Also, während das neue Boot das erste im Wasser war, haben andere Teams noch in alten Booten trainiert und schoben so ihre Design- und Bauzeit etwas weiter auf. Das führt zu ein paar Unterschieden, die sich summieren können. Aber recht häufig ist das, worauf es bei diesem Rennen ankommt, man muss manchmal sogar leider sagen, dass man das schnellste oder fast schnellste Boot in diesem Rennen sein muss. Und manchmal waren wir dieses Boot nicht.

Camper beim Inport-Race in Lorient

Sailing Anarchy: Hat dieses „weniger schnelle“ Boot die taktischen Entscheidungen beeinflusst?

Nico: Manchmal ja, manchmal muss man mehr riskieren, um zu versuchen, diesem Punkt entgegenarbeiten zu können. Aber, um ehrlich zu sein, hat es uns nicht groß beeinflusst. Wir haben nur ein oder zwei kleine Schwachstellen, und unglücklicherweise für uns haben die ersten drei Etappen dieses Rennens vom Wetter her leider direkt auf unsere Schwachstelle abgezielt. Das war eine Kombination einiger verschiedener Faktoren: Das Wetter war nicht normal und, wie ich denke, auch die Etappen an sich nicht.

Also, taktisch wussten wir, wo wir stark und wo wir schwach waren, und wir versuchten, dem Rechnung zu tragen, indem wir sogar einen dritten oder vierten Platz riskierten, was immer noch gute Punkte in der Tabelle brachte. Die wirft man nicht wegen einer Schwachstelle weg.

Sailing Anarchy: Inwieweit waren Du oder die ganze Mannschaft in das Design und die Konstruktion des Bootes miteinbezogen?
---------------
### Arbeitsauftrag A
Welche Namen kommen im Interview zum Segelrennen vor? Zähle sie alle auf.
### Arbeitsauftrag B
Setze das Interview zum Segelrennen nach der letzten Frage fort.
Die Datensätze braucht man hier nicht.
---------------
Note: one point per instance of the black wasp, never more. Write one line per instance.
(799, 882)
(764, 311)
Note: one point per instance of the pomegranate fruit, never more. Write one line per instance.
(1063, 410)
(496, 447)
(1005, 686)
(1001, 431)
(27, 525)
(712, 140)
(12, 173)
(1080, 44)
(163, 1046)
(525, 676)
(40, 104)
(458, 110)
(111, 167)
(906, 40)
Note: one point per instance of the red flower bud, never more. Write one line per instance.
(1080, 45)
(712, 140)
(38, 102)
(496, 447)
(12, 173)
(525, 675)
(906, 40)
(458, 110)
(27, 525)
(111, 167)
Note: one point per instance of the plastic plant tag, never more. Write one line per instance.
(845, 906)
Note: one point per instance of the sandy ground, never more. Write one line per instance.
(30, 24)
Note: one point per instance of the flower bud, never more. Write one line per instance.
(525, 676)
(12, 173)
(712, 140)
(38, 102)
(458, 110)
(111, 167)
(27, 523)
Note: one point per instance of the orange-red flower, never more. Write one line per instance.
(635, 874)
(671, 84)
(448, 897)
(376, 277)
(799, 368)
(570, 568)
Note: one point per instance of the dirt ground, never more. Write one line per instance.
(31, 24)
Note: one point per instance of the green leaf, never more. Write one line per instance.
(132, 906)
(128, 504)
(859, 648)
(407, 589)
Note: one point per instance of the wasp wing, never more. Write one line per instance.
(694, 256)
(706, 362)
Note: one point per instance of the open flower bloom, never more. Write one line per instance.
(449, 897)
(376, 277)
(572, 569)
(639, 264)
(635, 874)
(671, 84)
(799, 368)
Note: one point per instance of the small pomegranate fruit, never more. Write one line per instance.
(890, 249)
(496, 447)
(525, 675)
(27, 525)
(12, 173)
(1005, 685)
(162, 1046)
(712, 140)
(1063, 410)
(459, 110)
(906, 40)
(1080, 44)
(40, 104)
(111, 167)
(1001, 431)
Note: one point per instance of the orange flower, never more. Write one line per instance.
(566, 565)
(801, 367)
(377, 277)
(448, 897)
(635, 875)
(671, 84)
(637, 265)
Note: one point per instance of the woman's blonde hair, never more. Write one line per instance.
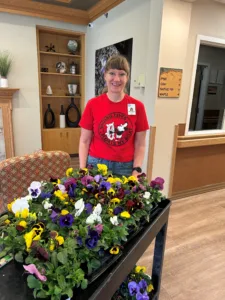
(118, 62)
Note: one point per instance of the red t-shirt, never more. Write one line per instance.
(113, 126)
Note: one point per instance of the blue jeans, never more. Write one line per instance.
(117, 168)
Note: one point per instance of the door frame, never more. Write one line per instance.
(209, 41)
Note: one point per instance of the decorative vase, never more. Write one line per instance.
(73, 68)
(3, 82)
(72, 89)
(49, 90)
(62, 120)
(71, 107)
(72, 46)
(49, 118)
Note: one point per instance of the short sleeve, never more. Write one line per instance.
(86, 121)
(142, 121)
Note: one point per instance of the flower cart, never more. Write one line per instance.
(100, 236)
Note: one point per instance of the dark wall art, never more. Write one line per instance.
(102, 55)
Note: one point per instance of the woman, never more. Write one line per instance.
(113, 125)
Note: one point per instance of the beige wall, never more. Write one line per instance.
(182, 22)
(18, 35)
(168, 112)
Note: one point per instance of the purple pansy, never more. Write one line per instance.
(97, 178)
(133, 288)
(45, 195)
(87, 179)
(89, 208)
(117, 210)
(66, 220)
(157, 183)
(79, 241)
(140, 296)
(104, 185)
(143, 284)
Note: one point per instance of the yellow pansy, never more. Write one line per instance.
(23, 224)
(132, 178)
(125, 214)
(111, 191)
(33, 216)
(114, 250)
(24, 213)
(150, 288)
(62, 196)
(139, 269)
(125, 180)
(69, 172)
(60, 239)
(85, 170)
(115, 200)
(52, 245)
(9, 206)
(110, 211)
(102, 168)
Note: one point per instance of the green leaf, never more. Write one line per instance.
(33, 282)
(84, 284)
(3, 253)
(41, 295)
(19, 256)
(54, 260)
(62, 257)
(57, 290)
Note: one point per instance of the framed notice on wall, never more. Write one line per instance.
(170, 83)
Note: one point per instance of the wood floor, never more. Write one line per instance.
(194, 263)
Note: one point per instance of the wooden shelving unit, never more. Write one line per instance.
(65, 139)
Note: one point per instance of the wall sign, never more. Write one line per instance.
(170, 83)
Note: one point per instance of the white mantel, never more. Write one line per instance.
(6, 95)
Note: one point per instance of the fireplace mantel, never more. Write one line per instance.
(6, 95)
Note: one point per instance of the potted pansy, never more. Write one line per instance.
(67, 229)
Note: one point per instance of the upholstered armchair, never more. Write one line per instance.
(17, 173)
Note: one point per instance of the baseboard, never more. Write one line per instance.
(200, 190)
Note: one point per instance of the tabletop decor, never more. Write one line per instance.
(66, 230)
(138, 285)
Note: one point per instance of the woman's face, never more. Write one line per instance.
(116, 80)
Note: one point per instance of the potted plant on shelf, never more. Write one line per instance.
(5, 66)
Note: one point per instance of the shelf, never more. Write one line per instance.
(47, 96)
(60, 54)
(59, 74)
(61, 129)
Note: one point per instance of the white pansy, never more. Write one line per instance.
(97, 210)
(114, 220)
(47, 204)
(34, 189)
(79, 206)
(93, 218)
(146, 195)
(20, 204)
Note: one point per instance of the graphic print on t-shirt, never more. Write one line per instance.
(115, 129)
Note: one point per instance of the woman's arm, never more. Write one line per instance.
(139, 150)
(85, 140)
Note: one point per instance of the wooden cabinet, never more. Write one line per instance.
(61, 139)
(66, 139)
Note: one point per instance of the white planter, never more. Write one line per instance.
(3, 82)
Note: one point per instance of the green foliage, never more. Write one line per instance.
(5, 63)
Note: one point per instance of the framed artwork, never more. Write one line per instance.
(2, 139)
(102, 55)
(170, 83)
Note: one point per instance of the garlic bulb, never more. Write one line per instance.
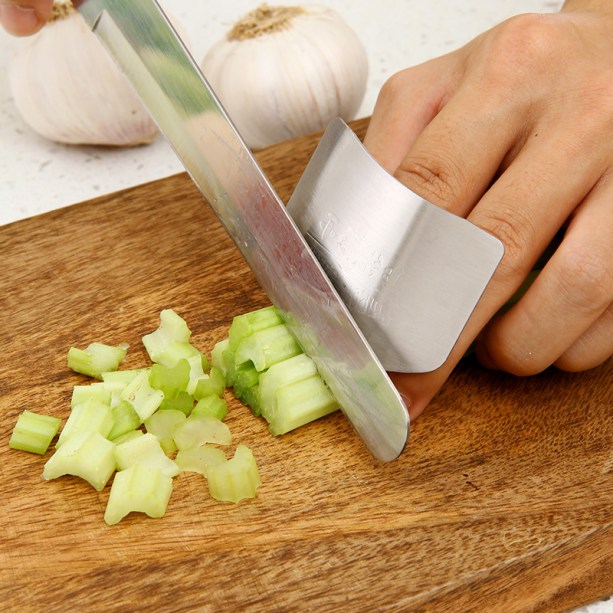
(285, 71)
(68, 89)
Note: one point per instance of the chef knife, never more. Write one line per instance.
(144, 44)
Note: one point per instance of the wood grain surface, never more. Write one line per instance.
(501, 502)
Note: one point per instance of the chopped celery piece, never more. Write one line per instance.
(125, 419)
(198, 459)
(89, 416)
(201, 429)
(300, 403)
(144, 449)
(267, 347)
(217, 355)
(213, 406)
(184, 402)
(98, 390)
(162, 424)
(236, 479)
(128, 436)
(247, 324)
(87, 455)
(143, 398)
(172, 329)
(170, 379)
(212, 384)
(140, 488)
(281, 374)
(34, 432)
(96, 358)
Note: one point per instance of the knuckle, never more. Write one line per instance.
(586, 282)
(437, 180)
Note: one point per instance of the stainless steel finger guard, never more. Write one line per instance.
(409, 272)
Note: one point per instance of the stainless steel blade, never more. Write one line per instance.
(142, 41)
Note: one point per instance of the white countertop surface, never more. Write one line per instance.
(37, 175)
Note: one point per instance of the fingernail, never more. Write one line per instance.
(19, 20)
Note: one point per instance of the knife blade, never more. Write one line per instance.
(140, 38)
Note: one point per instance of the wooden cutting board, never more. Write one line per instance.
(501, 502)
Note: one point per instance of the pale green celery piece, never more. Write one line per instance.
(144, 449)
(281, 374)
(300, 403)
(96, 358)
(236, 479)
(201, 429)
(162, 424)
(183, 402)
(247, 324)
(143, 398)
(170, 379)
(267, 347)
(217, 355)
(211, 384)
(125, 419)
(172, 328)
(128, 436)
(34, 432)
(87, 455)
(98, 390)
(141, 488)
(198, 364)
(214, 406)
(176, 351)
(198, 459)
(89, 416)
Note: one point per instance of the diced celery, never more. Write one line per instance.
(212, 384)
(140, 488)
(162, 424)
(144, 449)
(96, 358)
(87, 455)
(184, 402)
(213, 406)
(201, 429)
(34, 432)
(143, 398)
(198, 459)
(128, 436)
(217, 355)
(170, 379)
(280, 375)
(267, 347)
(98, 390)
(236, 479)
(247, 324)
(125, 419)
(172, 329)
(89, 416)
(300, 403)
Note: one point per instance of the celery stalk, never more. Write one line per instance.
(89, 416)
(96, 358)
(140, 488)
(34, 432)
(199, 459)
(236, 479)
(144, 449)
(201, 429)
(87, 455)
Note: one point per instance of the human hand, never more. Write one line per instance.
(24, 17)
(514, 132)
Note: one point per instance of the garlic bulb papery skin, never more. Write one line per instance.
(68, 89)
(283, 72)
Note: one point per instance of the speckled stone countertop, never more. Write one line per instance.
(37, 175)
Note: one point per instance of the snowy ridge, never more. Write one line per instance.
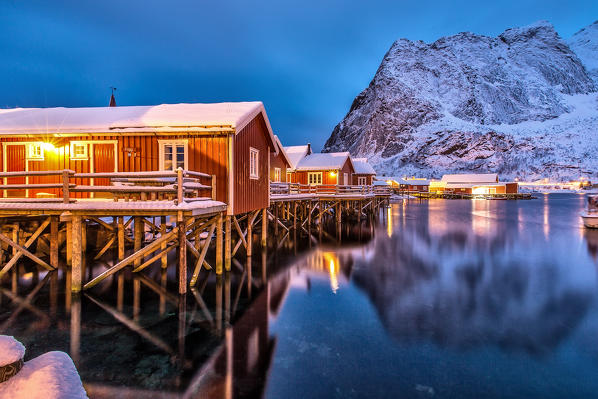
(521, 104)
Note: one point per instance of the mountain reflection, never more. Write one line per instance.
(463, 282)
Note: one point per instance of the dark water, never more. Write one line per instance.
(468, 299)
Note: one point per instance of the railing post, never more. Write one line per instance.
(214, 187)
(179, 186)
(66, 195)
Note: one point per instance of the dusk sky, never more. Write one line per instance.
(306, 60)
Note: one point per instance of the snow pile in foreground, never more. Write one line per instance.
(49, 376)
(11, 350)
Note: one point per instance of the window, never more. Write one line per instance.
(35, 151)
(314, 178)
(79, 150)
(276, 174)
(254, 163)
(173, 155)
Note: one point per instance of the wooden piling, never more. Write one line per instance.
(227, 243)
(77, 258)
(182, 255)
(264, 227)
(218, 244)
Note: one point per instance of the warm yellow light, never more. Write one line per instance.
(48, 146)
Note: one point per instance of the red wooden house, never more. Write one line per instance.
(279, 163)
(364, 172)
(232, 141)
(326, 168)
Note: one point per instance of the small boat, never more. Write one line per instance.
(590, 215)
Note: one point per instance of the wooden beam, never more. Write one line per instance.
(202, 256)
(131, 258)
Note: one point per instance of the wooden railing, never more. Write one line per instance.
(180, 185)
(281, 188)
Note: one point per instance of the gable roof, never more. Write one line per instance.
(141, 118)
(324, 161)
(280, 150)
(470, 178)
(363, 167)
(296, 153)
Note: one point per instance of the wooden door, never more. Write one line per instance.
(15, 162)
(103, 162)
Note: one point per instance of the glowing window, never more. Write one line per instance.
(253, 163)
(314, 178)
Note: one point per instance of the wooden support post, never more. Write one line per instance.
(264, 227)
(218, 244)
(77, 259)
(164, 259)
(121, 238)
(54, 241)
(250, 220)
(182, 255)
(138, 232)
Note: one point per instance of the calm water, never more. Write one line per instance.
(468, 299)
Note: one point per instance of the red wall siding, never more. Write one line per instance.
(251, 194)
---------------
### Erwartete Antwort A
Nico, Sailing Anarchy, Camper, Lorient

### Erwartete Antwort B
Nico: Wir waren natürlich stark mit einbezogen bezüglich vieler kleiner Details, wie Deck-Layout, dafür zu sorgen, dass das Boot bei Inport-Rennen funktioniert und das Segelprogramm. Ich kann sagen, es gab ziemlich viel Input von der Segel-Seite. Am Ende sind wir die Endbenutzer des Produktes, und wir haben gesagt, wir wollten ein Boot, das viele Meilen machen kann, wie 400 bis 500 Meilen am Tag. Um das zu tun braucht man ein Boot, das schnell raumschots und vor dem Wind segeln kann. Traditionell war das der Sieger des Rennens, und ich denke, er wird es auch dieses Mal sein.

Camper gewinnt den Start des Inport-Rennes in Lorient

Sailing Anarchy: Eine Frage von Anarchist HHN92: Falls es beim nächsten Mal eine Einheitsklasse gibt – und wir haben vor einigen Minuten erfahren, dass dem so sein wird – wird dieser Input nicht mehr erforderlich sein. Was denkst Du über diese Wahl?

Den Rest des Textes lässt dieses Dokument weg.